### CHALLENGE
Each line from the one that contains "Where can the hood" to the end of the material must be quoted exactly; include both end lines and nothing else.

Location annotation dataset excerpts
━━━━━━━━━━
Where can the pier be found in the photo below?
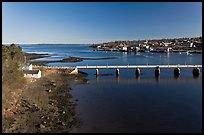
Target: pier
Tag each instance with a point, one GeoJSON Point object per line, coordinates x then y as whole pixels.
{"type": "Point", "coordinates": [196, 68]}
{"type": "Point", "coordinates": [177, 71]}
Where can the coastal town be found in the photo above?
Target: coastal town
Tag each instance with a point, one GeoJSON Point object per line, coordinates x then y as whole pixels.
{"type": "Point", "coordinates": [187, 45]}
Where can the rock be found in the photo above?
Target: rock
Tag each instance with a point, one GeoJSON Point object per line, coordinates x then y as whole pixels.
{"type": "Point", "coordinates": [42, 126]}
{"type": "Point", "coordinates": [49, 90]}
{"type": "Point", "coordinates": [63, 124]}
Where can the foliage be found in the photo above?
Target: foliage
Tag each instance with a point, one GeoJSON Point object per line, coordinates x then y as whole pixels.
{"type": "Point", "coordinates": [12, 58]}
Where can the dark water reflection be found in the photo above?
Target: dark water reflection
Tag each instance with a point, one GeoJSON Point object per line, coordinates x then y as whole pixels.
{"type": "Point", "coordinates": [160, 104]}
{"type": "Point", "coordinates": [128, 103]}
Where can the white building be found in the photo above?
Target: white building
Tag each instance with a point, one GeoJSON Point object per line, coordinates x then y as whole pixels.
{"type": "Point", "coordinates": [28, 67]}
{"type": "Point", "coordinates": [32, 73]}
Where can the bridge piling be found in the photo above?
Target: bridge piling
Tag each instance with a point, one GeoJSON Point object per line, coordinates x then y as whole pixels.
{"type": "Point", "coordinates": [137, 72]}
{"type": "Point", "coordinates": [117, 72]}
{"type": "Point", "coordinates": [97, 72]}
{"type": "Point", "coordinates": [157, 71]}
{"type": "Point", "coordinates": [177, 71]}
{"type": "Point", "coordinates": [196, 72]}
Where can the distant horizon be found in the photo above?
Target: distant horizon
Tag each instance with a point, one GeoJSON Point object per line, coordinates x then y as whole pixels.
{"type": "Point", "coordinates": [98, 22]}
{"type": "Point", "coordinates": [104, 42]}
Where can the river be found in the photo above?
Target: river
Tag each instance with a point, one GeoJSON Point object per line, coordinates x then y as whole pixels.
{"type": "Point", "coordinates": [129, 104]}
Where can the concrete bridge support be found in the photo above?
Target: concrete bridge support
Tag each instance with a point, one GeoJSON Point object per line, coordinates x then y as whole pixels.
{"type": "Point", "coordinates": [196, 72]}
{"type": "Point", "coordinates": [75, 71]}
{"type": "Point", "coordinates": [177, 71]}
{"type": "Point", "coordinates": [97, 72]}
{"type": "Point", "coordinates": [137, 72]}
{"type": "Point", "coordinates": [157, 71]}
{"type": "Point", "coordinates": [117, 72]}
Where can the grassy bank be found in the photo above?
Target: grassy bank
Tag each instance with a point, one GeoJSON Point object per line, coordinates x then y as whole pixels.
{"type": "Point", "coordinates": [45, 104]}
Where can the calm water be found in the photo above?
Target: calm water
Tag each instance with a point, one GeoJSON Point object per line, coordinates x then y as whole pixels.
{"type": "Point", "coordinates": [130, 104]}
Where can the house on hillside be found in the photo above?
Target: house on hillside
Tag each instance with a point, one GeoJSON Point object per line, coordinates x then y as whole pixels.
{"type": "Point", "coordinates": [32, 73]}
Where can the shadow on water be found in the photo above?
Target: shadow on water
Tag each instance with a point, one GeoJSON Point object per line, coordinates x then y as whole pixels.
{"type": "Point", "coordinates": [177, 77]}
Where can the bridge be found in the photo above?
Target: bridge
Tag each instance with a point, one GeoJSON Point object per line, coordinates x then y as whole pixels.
{"type": "Point", "coordinates": [196, 70]}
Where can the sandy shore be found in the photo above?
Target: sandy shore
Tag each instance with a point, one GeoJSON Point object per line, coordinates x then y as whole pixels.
{"type": "Point", "coordinates": [44, 105]}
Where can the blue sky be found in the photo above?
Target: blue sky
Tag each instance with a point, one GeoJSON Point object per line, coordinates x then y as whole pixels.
{"type": "Point", "coordinates": [97, 22]}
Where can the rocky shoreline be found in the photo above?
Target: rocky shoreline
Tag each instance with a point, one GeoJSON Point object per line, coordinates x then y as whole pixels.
{"type": "Point", "coordinates": [45, 105]}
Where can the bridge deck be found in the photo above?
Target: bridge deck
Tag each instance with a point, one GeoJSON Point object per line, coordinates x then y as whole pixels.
{"type": "Point", "coordinates": [139, 66]}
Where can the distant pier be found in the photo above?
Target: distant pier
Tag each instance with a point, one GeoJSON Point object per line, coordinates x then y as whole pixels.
{"type": "Point", "coordinates": [177, 72]}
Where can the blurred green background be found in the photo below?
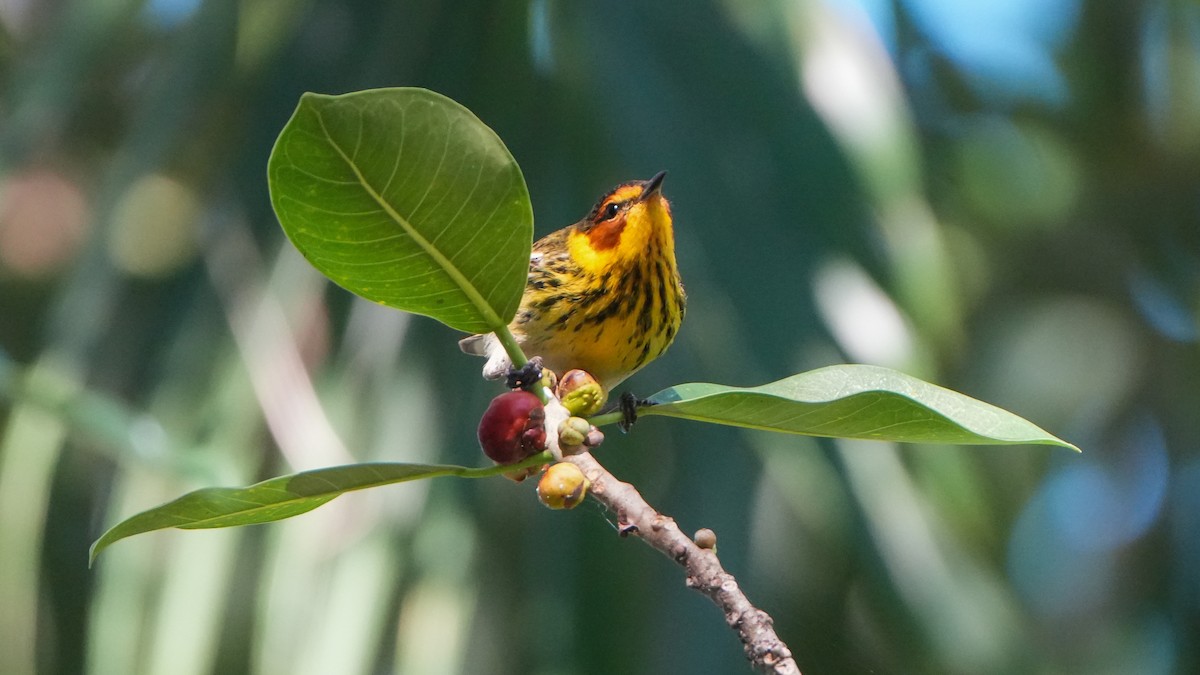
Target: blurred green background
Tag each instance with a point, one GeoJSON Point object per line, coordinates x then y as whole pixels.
{"type": "Point", "coordinates": [1000, 196]}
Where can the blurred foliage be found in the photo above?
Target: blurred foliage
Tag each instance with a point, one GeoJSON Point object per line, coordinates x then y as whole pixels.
{"type": "Point", "coordinates": [1000, 197]}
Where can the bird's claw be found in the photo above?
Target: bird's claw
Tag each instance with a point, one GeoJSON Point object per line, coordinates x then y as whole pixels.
{"type": "Point", "coordinates": [628, 406]}
{"type": "Point", "coordinates": [525, 376]}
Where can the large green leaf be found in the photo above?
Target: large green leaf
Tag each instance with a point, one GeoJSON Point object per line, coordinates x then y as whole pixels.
{"type": "Point", "coordinates": [853, 401]}
{"type": "Point", "coordinates": [407, 198]}
{"type": "Point", "coordinates": [282, 497]}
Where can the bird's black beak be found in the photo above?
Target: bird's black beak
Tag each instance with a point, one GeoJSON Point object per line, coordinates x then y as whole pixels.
{"type": "Point", "coordinates": [653, 185]}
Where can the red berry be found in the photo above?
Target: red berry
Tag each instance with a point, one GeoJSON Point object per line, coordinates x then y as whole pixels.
{"type": "Point", "coordinates": [513, 428]}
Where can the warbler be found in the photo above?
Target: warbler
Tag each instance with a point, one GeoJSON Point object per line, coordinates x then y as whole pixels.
{"type": "Point", "coordinates": [603, 296]}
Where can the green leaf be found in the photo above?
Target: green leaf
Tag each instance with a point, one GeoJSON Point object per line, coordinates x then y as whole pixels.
{"type": "Point", "coordinates": [853, 401]}
{"type": "Point", "coordinates": [405, 197]}
{"type": "Point", "coordinates": [283, 496]}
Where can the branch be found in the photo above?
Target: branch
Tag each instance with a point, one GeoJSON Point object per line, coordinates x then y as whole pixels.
{"type": "Point", "coordinates": [762, 646]}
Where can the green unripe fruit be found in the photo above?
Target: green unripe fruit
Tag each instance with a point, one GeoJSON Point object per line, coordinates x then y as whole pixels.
{"type": "Point", "coordinates": [573, 432]}
{"type": "Point", "coordinates": [580, 393]}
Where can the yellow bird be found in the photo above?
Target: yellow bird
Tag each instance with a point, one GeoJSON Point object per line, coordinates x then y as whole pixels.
{"type": "Point", "coordinates": [603, 296]}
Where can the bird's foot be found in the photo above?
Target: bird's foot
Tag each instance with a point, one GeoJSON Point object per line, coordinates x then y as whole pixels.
{"type": "Point", "coordinates": [526, 376]}
{"type": "Point", "coordinates": [628, 406]}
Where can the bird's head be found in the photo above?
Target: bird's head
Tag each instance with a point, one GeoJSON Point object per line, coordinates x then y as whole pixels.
{"type": "Point", "coordinates": [631, 222]}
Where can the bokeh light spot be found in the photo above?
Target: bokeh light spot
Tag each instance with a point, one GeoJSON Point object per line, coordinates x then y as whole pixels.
{"type": "Point", "coordinates": [42, 222]}
{"type": "Point", "coordinates": [154, 227]}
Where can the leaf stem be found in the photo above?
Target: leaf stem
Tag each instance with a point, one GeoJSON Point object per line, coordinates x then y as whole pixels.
{"type": "Point", "coordinates": [510, 345]}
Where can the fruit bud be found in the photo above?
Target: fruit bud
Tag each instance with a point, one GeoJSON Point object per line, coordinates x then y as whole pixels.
{"type": "Point", "coordinates": [581, 393]}
{"type": "Point", "coordinates": [573, 432]}
{"type": "Point", "coordinates": [563, 485]}
{"type": "Point", "coordinates": [549, 380]}
{"type": "Point", "coordinates": [594, 438]}
{"type": "Point", "coordinates": [705, 538]}
{"type": "Point", "coordinates": [513, 428]}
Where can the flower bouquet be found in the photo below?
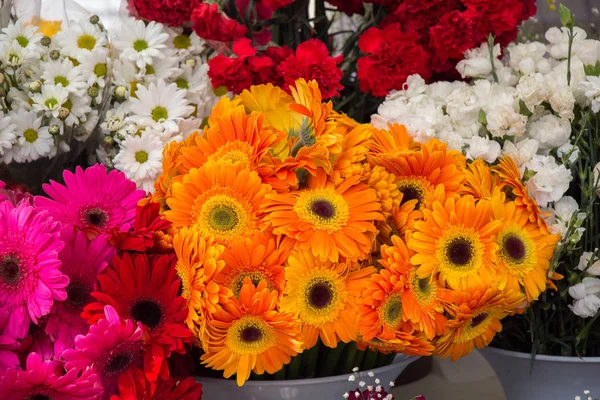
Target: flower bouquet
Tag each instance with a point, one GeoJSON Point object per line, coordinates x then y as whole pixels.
{"type": "Point", "coordinates": [52, 97]}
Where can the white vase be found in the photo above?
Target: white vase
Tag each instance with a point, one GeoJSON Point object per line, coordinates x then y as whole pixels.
{"type": "Point", "coordinates": [552, 377]}
{"type": "Point", "coordinates": [328, 388]}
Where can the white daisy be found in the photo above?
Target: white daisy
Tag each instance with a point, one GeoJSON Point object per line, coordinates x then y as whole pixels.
{"type": "Point", "coordinates": [34, 140]}
{"type": "Point", "coordinates": [50, 100]}
{"type": "Point", "coordinates": [64, 73]}
{"type": "Point", "coordinates": [7, 133]}
{"type": "Point", "coordinates": [140, 43]}
{"type": "Point", "coordinates": [160, 105]}
{"type": "Point", "coordinates": [95, 67]}
{"type": "Point", "coordinates": [140, 158]}
{"type": "Point", "coordinates": [80, 39]}
{"type": "Point", "coordinates": [26, 36]}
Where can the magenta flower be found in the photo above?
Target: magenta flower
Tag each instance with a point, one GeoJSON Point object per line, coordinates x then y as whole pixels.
{"type": "Point", "coordinates": [47, 380]}
{"type": "Point", "coordinates": [111, 346]}
{"type": "Point", "coordinates": [92, 200]}
{"type": "Point", "coordinates": [30, 276]}
{"type": "Point", "coordinates": [82, 262]}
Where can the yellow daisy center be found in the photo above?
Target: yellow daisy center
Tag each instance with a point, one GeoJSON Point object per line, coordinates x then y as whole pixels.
{"type": "Point", "coordinates": [459, 252]}
{"type": "Point", "coordinates": [414, 188]}
{"type": "Point", "coordinates": [390, 312]}
{"type": "Point", "coordinates": [325, 209]}
{"type": "Point", "coordinates": [86, 42]}
{"type": "Point", "coordinates": [517, 250]}
{"type": "Point", "coordinates": [223, 217]}
{"type": "Point", "coordinates": [322, 297]}
{"type": "Point", "coordinates": [250, 335]}
{"type": "Point", "coordinates": [233, 152]}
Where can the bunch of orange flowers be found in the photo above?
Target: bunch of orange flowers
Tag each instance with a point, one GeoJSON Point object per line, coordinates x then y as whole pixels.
{"type": "Point", "coordinates": [297, 224]}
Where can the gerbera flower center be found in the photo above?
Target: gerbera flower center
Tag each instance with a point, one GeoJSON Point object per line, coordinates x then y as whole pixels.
{"type": "Point", "coordinates": [459, 252]}
{"type": "Point", "coordinates": [514, 248]}
{"type": "Point", "coordinates": [10, 271]}
{"type": "Point", "coordinates": [148, 312]}
{"type": "Point", "coordinates": [30, 135]}
{"type": "Point", "coordinates": [159, 114]}
{"type": "Point", "coordinates": [320, 295]}
{"type": "Point", "coordinates": [182, 42]}
{"type": "Point", "coordinates": [78, 294]}
{"type": "Point", "coordinates": [325, 209]}
{"type": "Point", "coordinates": [478, 320]}
{"type": "Point", "coordinates": [61, 80]}
{"type": "Point", "coordinates": [86, 42]}
{"type": "Point", "coordinates": [96, 217]}
{"type": "Point", "coordinates": [22, 40]}
{"type": "Point", "coordinates": [182, 83]}
{"type": "Point", "coordinates": [140, 45]}
{"type": "Point", "coordinates": [141, 156]}
{"type": "Point", "coordinates": [100, 70]}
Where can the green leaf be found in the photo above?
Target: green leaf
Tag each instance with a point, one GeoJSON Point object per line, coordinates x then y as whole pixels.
{"type": "Point", "coordinates": [566, 16]}
{"type": "Point", "coordinates": [592, 70]}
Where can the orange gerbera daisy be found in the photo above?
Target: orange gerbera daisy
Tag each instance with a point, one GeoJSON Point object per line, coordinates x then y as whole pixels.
{"type": "Point", "coordinates": [258, 258]}
{"type": "Point", "coordinates": [249, 334]}
{"type": "Point", "coordinates": [524, 251]}
{"type": "Point", "coordinates": [457, 240]}
{"type": "Point", "coordinates": [480, 182]}
{"type": "Point", "coordinates": [404, 343]}
{"type": "Point", "coordinates": [421, 304]}
{"type": "Point", "coordinates": [510, 176]}
{"type": "Point", "coordinates": [475, 319]}
{"type": "Point", "coordinates": [329, 221]}
{"type": "Point", "coordinates": [418, 173]}
{"type": "Point", "coordinates": [198, 262]}
{"type": "Point", "coordinates": [219, 200]}
{"type": "Point", "coordinates": [234, 137]}
{"type": "Point", "coordinates": [323, 295]}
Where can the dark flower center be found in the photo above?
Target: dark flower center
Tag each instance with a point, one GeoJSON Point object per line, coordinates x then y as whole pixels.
{"type": "Point", "coordinates": [514, 248]}
{"type": "Point", "coordinates": [96, 217]}
{"type": "Point", "coordinates": [478, 319]}
{"type": "Point", "coordinates": [77, 294]}
{"type": "Point", "coordinates": [410, 193]}
{"type": "Point", "coordinates": [459, 252]}
{"type": "Point", "coordinates": [323, 209]}
{"type": "Point", "coordinates": [148, 312]}
{"type": "Point", "coordinates": [118, 364]}
{"type": "Point", "coordinates": [39, 396]}
{"type": "Point", "coordinates": [251, 334]}
{"type": "Point", "coordinates": [9, 270]}
{"type": "Point", "coordinates": [320, 295]}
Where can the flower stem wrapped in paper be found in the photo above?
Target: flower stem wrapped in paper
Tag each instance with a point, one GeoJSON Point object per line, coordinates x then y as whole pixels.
{"type": "Point", "coordinates": [54, 67]}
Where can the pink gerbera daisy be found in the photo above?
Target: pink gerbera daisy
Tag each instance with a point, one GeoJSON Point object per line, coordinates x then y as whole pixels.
{"type": "Point", "coordinates": [92, 200]}
{"type": "Point", "coordinates": [111, 347]}
{"type": "Point", "coordinates": [47, 380]}
{"type": "Point", "coordinates": [82, 262]}
{"type": "Point", "coordinates": [30, 276]}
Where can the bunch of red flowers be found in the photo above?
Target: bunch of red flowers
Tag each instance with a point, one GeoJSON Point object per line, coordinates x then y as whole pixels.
{"type": "Point", "coordinates": [429, 37]}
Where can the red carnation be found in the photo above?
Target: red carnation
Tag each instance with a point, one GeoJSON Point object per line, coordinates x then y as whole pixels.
{"type": "Point", "coordinates": [241, 72]}
{"type": "Point", "coordinates": [212, 24]}
{"type": "Point", "coordinates": [392, 57]}
{"type": "Point", "coordinates": [169, 12]}
{"type": "Point", "coordinates": [348, 6]}
{"type": "Point", "coordinates": [313, 62]}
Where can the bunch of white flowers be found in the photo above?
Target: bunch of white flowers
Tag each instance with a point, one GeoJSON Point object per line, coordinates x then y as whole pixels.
{"type": "Point", "coordinates": [51, 89]}
{"type": "Point", "coordinates": [161, 92]}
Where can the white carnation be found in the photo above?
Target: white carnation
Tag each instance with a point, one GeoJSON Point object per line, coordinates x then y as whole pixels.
{"type": "Point", "coordinates": [522, 151]}
{"type": "Point", "coordinates": [505, 121]}
{"type": "Point", "coordinates": [550, 131]}
{"type": "Point", "coordinates": [550, 181]}
{"type": "Point", "coordinates": [484, 149]}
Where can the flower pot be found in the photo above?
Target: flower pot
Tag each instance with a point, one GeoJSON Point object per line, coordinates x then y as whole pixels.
{"type": "Point", "coordinates": [552, 377]}
{"type": "Point", "coordinates": [327, 388]}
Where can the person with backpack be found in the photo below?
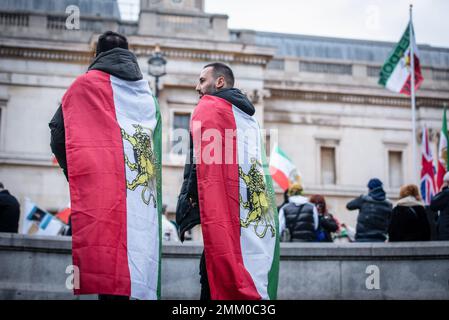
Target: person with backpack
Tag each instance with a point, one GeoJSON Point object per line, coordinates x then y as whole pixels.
{"type": "Point", "coordinates": [298, 219]}
{"type": "Point", "coordinates": [374, 213]}
{"type": "Point", "coordinates": [409, 218]}
{"type": "Point", "coordinates": [327, 223]}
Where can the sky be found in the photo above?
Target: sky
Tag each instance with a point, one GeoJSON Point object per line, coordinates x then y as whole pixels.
{"type": "Point", "coordinates": [383, 20]}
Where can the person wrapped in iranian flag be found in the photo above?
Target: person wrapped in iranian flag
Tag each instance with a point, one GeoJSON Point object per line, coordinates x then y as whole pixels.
{"type": "Point", "coordinates": [228, 189]}
{"type": "Point", "coordinates": [106, 136]}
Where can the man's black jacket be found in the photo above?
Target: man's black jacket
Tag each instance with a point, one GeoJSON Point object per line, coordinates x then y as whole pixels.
{"type": "Point", "coordinates": [118, 62]}
{"type": "Point", "coordinates": [187, 209]}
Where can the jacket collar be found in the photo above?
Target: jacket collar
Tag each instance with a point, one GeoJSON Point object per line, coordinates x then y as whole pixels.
{"type": "Point", "coordinates": [409, 201]}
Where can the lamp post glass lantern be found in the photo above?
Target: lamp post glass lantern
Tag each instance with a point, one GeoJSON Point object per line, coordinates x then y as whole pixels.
{"type": "Point", "coordinates": [156, 67]}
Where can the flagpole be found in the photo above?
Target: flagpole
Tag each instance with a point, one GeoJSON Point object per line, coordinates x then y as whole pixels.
{"type": "Point", "coordinates": [412, 96]}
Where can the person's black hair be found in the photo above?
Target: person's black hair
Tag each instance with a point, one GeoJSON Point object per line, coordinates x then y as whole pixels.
{"type": "Point", "coordinates": [222, 70]}
{"type": "Point", "coordinates": [110, 40]}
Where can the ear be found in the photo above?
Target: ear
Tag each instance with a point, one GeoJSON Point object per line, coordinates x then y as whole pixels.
{"type": "Point", "coordinates": [220, 82]}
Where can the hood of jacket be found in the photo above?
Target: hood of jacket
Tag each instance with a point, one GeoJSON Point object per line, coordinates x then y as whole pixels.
{"type": "Point", "coordinates": [120, 63]}
{"type": "Point", "coordinates": [237, 98]}
{"type": "Point", "coordinates": [409, 201]}
{"type": "Point", "coordinates": [377, 194]}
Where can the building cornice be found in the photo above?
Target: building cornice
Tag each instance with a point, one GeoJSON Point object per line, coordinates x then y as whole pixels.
{"type": "Point", "coordinates": [355, 98]}
{"type": "Point", "coordinates": [85, 56]}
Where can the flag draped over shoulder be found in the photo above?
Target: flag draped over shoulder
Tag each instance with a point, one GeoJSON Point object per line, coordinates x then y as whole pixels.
{"type": "Point", "coordinates": [113, 147]}
{"type": "Point", "coordinates": [428, 187]}
{"type": "Point", "coordinates": [395, 74]}
{"type": "Point", "coordinates": [236, 199]}
{"type": "Point", "coordinates": [443, 152]}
━━━━━━━━━━
### SOLUTION FOR THIS TASK
Where can the hood of jacket be found in the photo above?
Target: hood of jacket
Tag each instance with a point, one GeoJSON Point object per line, coordinates x then y as whole pixels.
{"type": "Point", "coordinates": [120, 63]}
{"type": "Point", "coordinates": [237, 98]}
{"type": "Point", "coordinates": [409, 201]}
{"type": "Point", "coordinates": [377, 194]}
Where can the building cornice be found in the photo above?
Target: building cornice
Tag each instance with a point, one GeoJSON Point object per line, coordinates x then y as whole pixels.
{"type": "Point", "coordinates": [355, 98]}
{"type": "Point", "coordinates": [85, 56]}
Where can the flag draped over shoulder be found in the photo above?
Target: flag draped over shoulder
Tag each instance with a point, one GeoJSON Point object per line, coordinates x then y as whole pixels.
{"type": "Point", "coordinates": [113, 147]}
{"type": "Point", "coordinates": [428, 187]}
{"type": "Point", "coordinates": [395, 74]}
{"type": "Point", "coordinates": [236, 199]}
{"type": "Point", "coordinates": [443, 152]}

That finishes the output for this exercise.